Jean White of El Dorado was excited when she read about the South Arkansas Center on Aging three years ago. Now 70, she was looking for a place to exercise that catered to someone her age, and she’s been a regular there ever since. “When I found out about it and visited the center, I knew it would be a good fit for me,” said White, who stays healthy with regular use of the center’s walking track and tai chi classes. “And I tell all my friends about it.”
The Center on Aging at El Dorado, staffed by geriatric specialists, is one of eight such centers in Arkansas established by the UAMS Arkansas Aging Initiative and supported by money from a multi-state legal settlement with the tobacco industry.
Arkansas’ portion of the settlement totals about $50 million a year. The money has been devoted entirely to improving the health of Arkansans since November 2000, when voters overwhelmingly agreed to the plan drawn up by state leaders.
UAMS has four programs that are supported by the tobacco settlement: the Arkansas Aging Initiative, a program of the UAMS Donald W. Reynolds Institute on Aging and community partners; the Arkansas Biosciences Institute; the Fay W. Boozman College of Public Health; and the Delta Area Health Education Center (AHEC).
“By successfully leveraging these tobacco dollars, we have greatly expanded our biosciences research, our health outreach services, and we’re at the forefront in developing strategies for improving public health,” Wilson said.
While UAMS leads the state in biosciences research, it also collaborates with its Arkansas Biosciences Institute partners: the University of Arkansas (UA), Fayetteville; Arkansas State University; Arkansas Children’s Hospital Research Institute; and the UA Division of Agriculture.

* [ACTIVITY]
List the four UAMS programs that the passage on Arkansas's tobacco settlement says are supported by the settlement.

(Photo-based referring expression data)

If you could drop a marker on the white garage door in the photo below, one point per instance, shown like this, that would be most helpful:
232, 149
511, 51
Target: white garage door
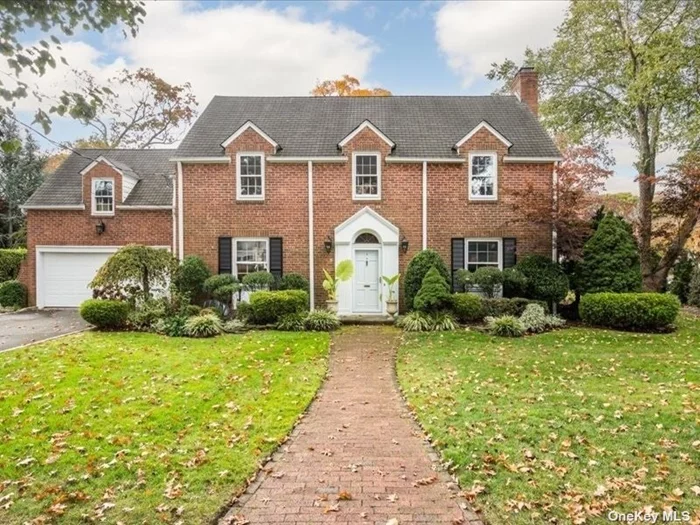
63, 277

* [SOLUTION TO THE PROBLEM]
- the Arkansas Aging Initiative
- the Arkansas Biosciences Institute
- the Fay W. Boozman College of Public Health
- the Delta Area Health Education Center (AHEC)